-- START OF Data in this exercise --
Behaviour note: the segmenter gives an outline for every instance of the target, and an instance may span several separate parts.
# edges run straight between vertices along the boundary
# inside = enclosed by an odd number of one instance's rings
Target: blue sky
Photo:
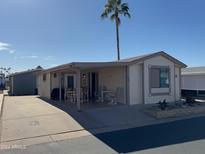
[[[205,65],[204,0],[124,0],[121,57],[166,51]],[[106,0],[0,0],[0,66],[21,71],[71,61],[116,60],[115,25],[101,20]]]

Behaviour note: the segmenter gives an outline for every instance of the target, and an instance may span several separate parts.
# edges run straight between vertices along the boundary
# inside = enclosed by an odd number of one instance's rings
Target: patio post
[[[77,70],[76,83],[77,109],[80,111],[80,70]]]
[[[59,101],[60,101],[60,102],[62,101],[61,89],[62,89],[61,73],[59,73]]]

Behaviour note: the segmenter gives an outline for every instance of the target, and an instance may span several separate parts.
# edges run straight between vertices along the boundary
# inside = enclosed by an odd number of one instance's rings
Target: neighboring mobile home
[[[182,69],[182,95],[205,98],[205,67]]]
[[[59,99],[73,89],[80,108],[83,95],[103,101],[104,93],[113,92],[115,102],[152,104],[180,99],[181,68],[186,65],[161,51],[113,62],[73,62],[42,71],[38,76],[39,94],[51,98],[54,89]],[[64,94],[62,94],[64,93]]]
[[[9,76],[10,95],[36,95],[37,89],[37,74],[42,71],[41,67],[36,69],[17,72]]]

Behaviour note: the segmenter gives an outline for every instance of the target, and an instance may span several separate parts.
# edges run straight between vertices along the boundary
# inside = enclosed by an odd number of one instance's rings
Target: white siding
[[[182,75],[182,89],[205,90],[205,75]]]
[[[107,90],[120,90],[118,100],[120,103],[126,103],[126,69],[125,67],[102,68],[99,71],[99,87],[106,87]]]
[[[151,94],[149,85],[149,68],[151,66],[168,66],[170,68],[170,94]],[[158,103],[164,99],[166,99],[168,102],[175,101],[174,67],[175,66],[172,61],[162,56],[156,56],[144,61],[144,102],[146,104]],[[156,91],[156,89],[151,89],[151,91]],[[157,89],[157,92],[167,92],[167,88]]]
[[[175,67],[175,97],[176,100],[181,98],[181,86],[180,86],[180,68]]]
[[[59,74],[56,73],[56,77],[54,77],[54,73],[51,73],[51,90],[59,88]]]
[[[143,104],[143,86],[142,86],[143,65],[133,64],[129,66],[129,104]]]
[[[39,94],[41,97],[46,97],[50,99],[50,73],[46,74],[46,81],[43,81],[43,74],[39,75],[40,87],[39,87]]]

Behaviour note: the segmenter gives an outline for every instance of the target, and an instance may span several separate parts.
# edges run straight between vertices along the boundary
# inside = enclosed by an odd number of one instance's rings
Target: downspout
[[[129,66],[126,66],[125,68],[125,74],[126,74],[126,77],[125,77],[125,80],[126,80],[126,104],[127,105],[130,105],[130,88],[129,88]]]

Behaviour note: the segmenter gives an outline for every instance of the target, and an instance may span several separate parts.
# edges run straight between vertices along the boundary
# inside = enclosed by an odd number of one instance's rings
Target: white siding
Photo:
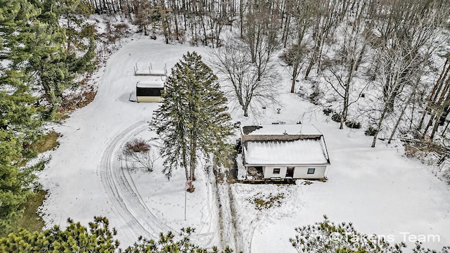
[[[293,179],[320,179],[325,177],[325,171],[326,166],[323,165],[310,165],[310,166],[288,166],[294,167]],[[315,169],[314,174],[309,174],[308,169]],[[274,169],[280,169],[280,174],[274,174]],[[266,166],[262,167],[264,174],[264,179],[270,179],[271,178],[285,179],[286,177],[286,171],[288,166]]]
[[[314,174],[309,174],[308,169],[314,168]],[[326,166],[311,165],[311,166],[296,166],[294,169],[294,179],[323,179],[325,177],[325,170]]]
[[[138,102],[162,102],[162,98],[160,96],[138,96],[136,99]]]
[[[280,169],[280,174],[274,174],[274,169]],[[288,169],[285,166],[266,166],[262,167],[262,171],[264,173],[264,179],[270,179],[270,178],[281,178],[284,179],[286,177],[286,169]]]

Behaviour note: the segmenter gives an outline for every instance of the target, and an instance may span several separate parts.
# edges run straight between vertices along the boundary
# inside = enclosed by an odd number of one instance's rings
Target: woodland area
[[[73,100],[66,91],[84,84],[102,45],[123,36],[126,25],[98,34],[92,13],[119,15],[166,43],[220,48],[215,67],[245,115],[277,103],[279,73],[272,67],[280,63],[290,73],[291,92],[331,114],[341,129],[364,127],[373,147],[401,136],[434,143],[442,161],[449,153],[450,1],[0,3],[0,235],[17,230],[24,203],[39,188],[36,167],[25,164],[37,155],[43,123],[58,119]],[[299,92],[303,85],[312,92]]]
[[[162,34],[166,43],[221,47],[221,53],[212,53],[217,67],[231,83],[231,93],[247,91],[233,94],[245,115],[252,103],[276,103],[271,94],[276,92],[277,74],[271,67],[279,56],[291,73],[291,92],[299,89],[299,79],[312,83],[309,97],[334,112],[341,129],[362,123],[373,136],[373,147],[379,133],[390,142],[399,128],[416,138],[445,137],[450,112],[448,1],[91,4],[96,13],[122,13],[146,34]],[[368,101],[361,105],[366,95]]]

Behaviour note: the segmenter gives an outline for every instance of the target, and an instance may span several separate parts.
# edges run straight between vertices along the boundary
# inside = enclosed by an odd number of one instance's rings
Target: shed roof
[[[242,126],[242,134],[246,135],[322,135],[312,124],[268,124]]]
[[[156,78],[146,81],[138,81],[136,86],[139,88],[164,88],[165,80]]]
[[[323,138],[296,141],[248,141],[246,165],[329,164]]]

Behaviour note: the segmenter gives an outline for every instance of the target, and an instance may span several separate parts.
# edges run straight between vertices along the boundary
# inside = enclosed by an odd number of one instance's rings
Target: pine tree
[[[231,135],[226,98],[217,77],[195,52],[183,56],[172,70],[150,126],[163,141],[167,178],[174,167],[184,168],[188,181],[195,180],[197,152],[217,157],[229,150],[225,139]]]

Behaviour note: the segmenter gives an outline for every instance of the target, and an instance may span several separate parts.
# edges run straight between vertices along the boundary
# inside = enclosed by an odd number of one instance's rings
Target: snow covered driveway
[[[186,226],[197,228],[195,241],[217,244],[217,210],[211,205],[210,184],[201,173],[198,190],[187,196],[185,221],[183,172],[167,181],[160,172],[162,161],[149,174],[122,170],[117,160],[127,141],[155,137],[147,122],[159,104],[128,100],[136,82],[146,78],[135,77],[133,66],[162,69],[165,65],[169,71],[184,53],[194,50],[202,48],[136,40],[110,57],[94,77],[99,86],[95,100],[56,126],[63,134],[60,145],[40,176],[50,190],[42,209],[48,226],[65,226],[68,217],[87,224],[94,216],[105,216],[117,228],[122,246],[139,235],[155,238]]]
[[[146,67],[151,63],[154,68],[162,69],[166,64],[169,70],[188,51],[205,55],[201,48],[131,41],[94,77],[99,86],[95,100],[55,126],[63,134],[60,145],[40,176],[50,190],[42,209],[48,226],[65,226],[68,217],[87,224],[94,216],[105,216],[117,228],[122,247],[140,235],[152,238],[188,226],[197,228],[194,242],[220,244],[216,196],[210,183],[214,176],[198,173],[196,190],[187,195],[185,220],[183,172],[175,173],[167,181],[159,171],[161,161],[148,174],[122,171],[117,160],[129,138],[154,137],[146,131],[146,122],[158,104],[128,100],[142,78],[134,77],[133,66]],[[285,81],[281,89],[287,90],[289,80]],[[378,142],[377,148],[370,148],[371,138],[363,131],[339,130],[320,112],[302,117],[311,104],[295,94],[282,94],[280,100],[285,104],[281,114],[268,109],[262,119],[234,115],[235,120],[292,124],[301,119],[314,124],[328,147],[329,180],[310,186],[232,185],[238,233],[245,252],[293,252],[288,239],[294,235],[294,228],[321,221],[323,214],[337,222],[352,221],[362,233],[392,235],[397,242],[407,233],[439,235],[439,242],[425,245],[450,245],[449,186],[428,173],[425,165],[403,157],[401,146]],[[255,209],[255,197],[271,193],[283,194],[282,203],[269,209]]]

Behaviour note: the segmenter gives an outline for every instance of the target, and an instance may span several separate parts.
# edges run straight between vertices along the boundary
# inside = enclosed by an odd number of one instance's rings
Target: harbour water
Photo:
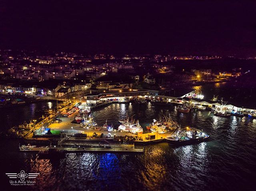
[[[40,107],[50,104],[32,104]],[[24,120],[31,114],[28,108],[32,106],[26,106],[8,108],[8,112],[1,113],[1,124],[12,125]],[[2,184],[10,185],[5,173],[24,170],[40,173],[34,185],[23,186],[29,190],[254,190],[256,119],[221,117],[207,111],[177,113],[170,107],[150,102],[113,104],[94,109],[92,114],[99,125],[108,119],[116,127],[117,120],[134,114],[145,131],[146,125],[159,114],[170,115],[182,126],[202,129],[210,139],[179,147],[166,143],[148,146],[144,154],[68,153],[55,160],[19,152],[18,140],[1,140]],[[4,128],[1,125],[1,130]],[[13,189],[13,186],[8,187]]]

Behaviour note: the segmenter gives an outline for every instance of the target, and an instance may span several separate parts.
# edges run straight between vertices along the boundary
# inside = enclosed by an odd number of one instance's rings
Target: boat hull
[[[208,138],[209,138],[209,137],[205,138],[198,138],[197,139],[188,139],[188,140],[171,140],[170,139],[166,138],[165,140],[169,145],[180,146],[180,145],[190,145],[192,144],[196,144],[201,143],[204,141],[206,141]]]
[[[190,110],[189,109],[178,109],[178,111],[181,113],[189,113]]]

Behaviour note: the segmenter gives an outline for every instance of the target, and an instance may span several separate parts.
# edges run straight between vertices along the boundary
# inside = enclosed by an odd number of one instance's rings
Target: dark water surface
[[[41,106],[45,103],[33,104]],[[1,124],[24,120],[31,114],[28,110],[32,106],[26,107],[8,109],[9,119],[1,116]],[[92,114],[99,124],[107,119],[114,127],[117,120],[127,114],[135,114],[144,128],[159,114],[170,114],[182,126],[202,129],[210,140],[180,147],[166,143],[152,145],[145,147],[144,154],[70,153],[55,160],[39,159],[36,154],[18,152],[18,140],[2,140],[2,185],[10,185],[6,173],[24,170],[40,173],[34,179],[35,185],[14,186],[9,189],[255,190],[256,119],[222,118],[206,111],[178,114],[170,107],[154,107],[150,102],[144,105],[114,104],[94,110]]]

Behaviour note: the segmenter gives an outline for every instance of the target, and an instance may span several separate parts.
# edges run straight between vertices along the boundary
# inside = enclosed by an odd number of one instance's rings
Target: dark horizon
[[[256,4],[252,1],[1,4],[1,49],[256,56]]]

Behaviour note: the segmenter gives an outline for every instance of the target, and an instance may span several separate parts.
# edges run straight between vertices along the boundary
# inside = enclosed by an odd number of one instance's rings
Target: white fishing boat
[[[199,104],[196,105],[195,108],[197,110],[198,110],[199,111],[204,111],[206,108],[204,106],[203,106],[202,105]]]

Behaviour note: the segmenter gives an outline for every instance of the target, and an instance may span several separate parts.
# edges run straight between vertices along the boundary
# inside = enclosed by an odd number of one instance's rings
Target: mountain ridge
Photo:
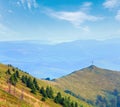
[[[86,99],[95,100],[105,91],[120,90],[120,72],[99,68],[95,65],[72,72],[55,80],[58,87],[69,90]]]

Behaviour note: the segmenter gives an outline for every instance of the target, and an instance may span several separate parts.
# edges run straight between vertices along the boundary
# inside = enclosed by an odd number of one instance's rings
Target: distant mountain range
[[[38,78],[57,78],[94,64],[120,70],[120,39],[80,40],[60,44],[41,41],[0,42],[0,60]]]
[[[72,95],[95,100],[98,95],[109,97],[114,90],[120,91],[120,72],[102,69],[95,65],[75,71],[54,80],[57,87]],[[111,106],[110,106],[111,107]]]

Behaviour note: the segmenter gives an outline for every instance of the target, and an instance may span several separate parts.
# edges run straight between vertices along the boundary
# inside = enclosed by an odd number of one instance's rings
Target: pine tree
[[[55,103],[59,103],[59,104],[62,103],[62,96],[60,92],[57,93],[57,96],[54,98],[54,101]]]
[[[17,77],[16,77],[15,74],[11,75],[11,77],[10,77],[9,80],[10,80],[10,83],[11,83],[12,85],[16,85],[16,83],[17,83]]]
[[[46,94],[44,87],[41,87],[40,93],[42,94],[43,97],[47,98],[47,94]]]
[[[11,75],[10,69],[6,71],[6,74]]]
[[[36,88],[34,85],[32,85],[32,87],[31,87],[31,93],[36,94]]]
[[[20,74],[19,74],[18,70],[15,72],[15,75],[16,75],[17,78],[20,78]]]
[[[33,79],[33,84],[35,85],[35,88],[36,88],[37,90],[40,89],[39,86],[38,86],[37,80],[36,80],[35,78]]]

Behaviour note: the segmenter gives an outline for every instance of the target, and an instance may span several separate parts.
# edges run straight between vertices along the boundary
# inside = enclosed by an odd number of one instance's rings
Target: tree
[[[40,89],[40,87],[38,86],[37,80],[35,78],[33,79],[33,84],[37,90]]]
[[[15,72],[15,75],[16,75],[17,78],[20,78],[20,74],[19,74],[18,70]]]
[[[46,88],[46,94],[47,94],[47,97],[48,98],[53,98],[53,90],[51,87],[48,87]]]
[[[10,69],[6,71],[6,74],[11,75]]]
[[[10,80],[10,83],[11,83],[12,85],[16,85],[16,83],[17,83],[17,81],[18,81],[15,74],[11,75],[11,77],[10,77],[9,80]]]
[[[31,87],[31,93],[36,94],[36,88],[34,87],[34,85]]]
[[[54,102],[62,104],[62,96],[60,92],[57,93],[57,96],[54,98]]]

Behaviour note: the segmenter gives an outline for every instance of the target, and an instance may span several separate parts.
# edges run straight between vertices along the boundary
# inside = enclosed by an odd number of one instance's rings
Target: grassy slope
[[[0,89],[0,107],[32,107],[25,101],[19,100],[13,95]]]
[[[10,68],[11,71],[12,71],[13,67],[9,67],[9,68]],[[0,81],[0,84],[4,84],[4,85],[6,85],[6,86],[7,86],[6,80],[7,80],[8,77],[6,76],[5,72],[6,72],[7,69],[8,69],[8,66],[7,66],[7,65],[0,64],[0,80],[1,80],[1,81]],[[17,68],[15,68],[15,69],[17,69]],[[17,69],[17,70],[18,70],[18,69]],[[27,76],[30,76],[31,78],[33,78],[31,75],[29,75],[29,74],[27,74],[27,73],[25,73],[25,72],[22,72],[21,70],[19,70],[19,72],[20,72],[20,76],[22,76],[22,75],[27,75]],[[13,71],[12,71],[12,73],[13,73]],[[62,90],[60,90],[59,88],[54,87],[55,84],[54,84],[53,82],[48,82],[48,81],[39,80],[39,79],[37,79],[37,81],[38,81],[38,84],[39,84],[40,87],[41,87],[41,86],[44,86],[44,87],[46,87],[46,86],[51,86],[51,87],[53,88],[53,90],[55,91],[55,93],[57,93],[58,91],[60,91],[64,96],[69,96],[69,95],[65,94]],[[23,83],[21,83],[20,80],[19,80],[19,82],[17,83],[16,88],[17,88],[17,89],[20,89],[20,90],[24,89],[24,92],[25,92],[25,93],[27,93],[27,94],[30,95],[30,96],[35,97],[35,98],[38,99],[38,100],[40,100],[40,99],[42,98],[42,96],[41,96],[39,93],[37,93],[36,95],[30,93],[30,89],[27,88]],[[19,91],[18,91],[18,92],[19,92]],[[19,92],[19,93],[20,93],[20,92]],[[30,99],[28,96],[26,96],[25,98],[26,98],[27,100],[30,100],[30,101],[35,102],[34,99],[32,99],[32,98]],[[91,106],[88,105],[87,103],[85,103],[85,102],[83,102],[83,101],[80,101],[80,100],[78,100],[78,99],[76,99],[76,98],[74,98],[74,97],[72,97],[72,96],[71,96],[71,100],[77,101],[79,104],[82,104],[84,107],[91,107]],[[61,107],[61,105],[54,103],[54,102],[51,101],[50,99],[47,99],[47,101],[46,101],[45,103],[41,103],[41,102],[39,102],[39,103],[40,103],[40,105],[43,105],[42,107],[44,107],[44,106],[47,107],[47,105],[50,106],[50,107]]]
[[[56,82],[63,90],[69,89],[77,95],[94,100],[98,94],[105,95],[103,90],[120,90],[120,72],[90,66],[59,78]]]

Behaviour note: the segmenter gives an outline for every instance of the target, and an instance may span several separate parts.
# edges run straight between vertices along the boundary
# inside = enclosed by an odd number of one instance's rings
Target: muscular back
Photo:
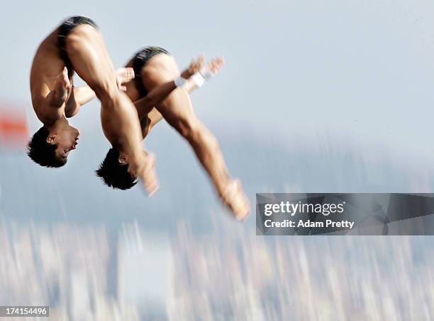
[[[44,123],[58,119],[65,112],[65,105],[53,108],[46,103],[47,95],[54,89],[56,77],[65,66],[57,47],[57,33],[55,30],[42,42],[30,71],[32,104],[38,118]]]

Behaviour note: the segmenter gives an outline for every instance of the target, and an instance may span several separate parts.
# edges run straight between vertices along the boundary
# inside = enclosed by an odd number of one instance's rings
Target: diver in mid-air
[[[240,183],[228,177],[217,141],[195,117],[186,90],[175,91],[178,87],[201,86],[207,76],[218,70],[223,61],[211,61],[201,73],[202,62],[203,59],[193,61],[179,76],[167,52],[148,48],[130,62],[132,69],[116,73],[96,25],[81,16],[67,19],[43,41],[33,59],[32,103],[43,126],[29,142],[29,156],[47,167],[65,165],[69,151],[77,147],[79,135],[78,129],[69,126],[67,117],[76,115],[81,105],[96,95],[101,102],[104,135],[113,146],[112,154],[117,152],[119,156],[118,168],[127,173],[131,183],[140,178],[149,194],[158,188],[155,158],[143,149],[141,141],[143,129],[146,134],[158,117],[163,117],[190,143],[221,199],[238,219],[244,219],[250,209]],[[138,81],[123,85],[134,77],[133,70],[142,79],[142,86]],[[74,88],[74,71],[87,86]],[[144,92],[144,88],[149,93]],[[137,109],[132,102],[135,100]],[[146,116],[145,126],[140,126],[143,123],[140,124],[140,119],[144,119],[145,115],[149,117]],[[101,176],[104,168],[99,170]],[[104,178],[116,187],[116,180],[110,180]]]

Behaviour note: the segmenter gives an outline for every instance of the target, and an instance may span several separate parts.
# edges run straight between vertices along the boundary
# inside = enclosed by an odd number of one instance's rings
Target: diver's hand
[[[220,71],[221,67],[225,64],[225,59],[223,57],[216,57],[210,60],[206,65],[199,70],[199,72],[205,78],[208,79],[213,76],[216,74]]]
[[[181,76],[184,79],[188,79],[202,68],[205,58],[203,54],[200,54],[197,58],[193,58],[190,65],[181,74]]]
-- END OF Data in this exercise --
Your task -> Count the lines in the material that contain the string "boat" and give only that number.

Problem solution -> 2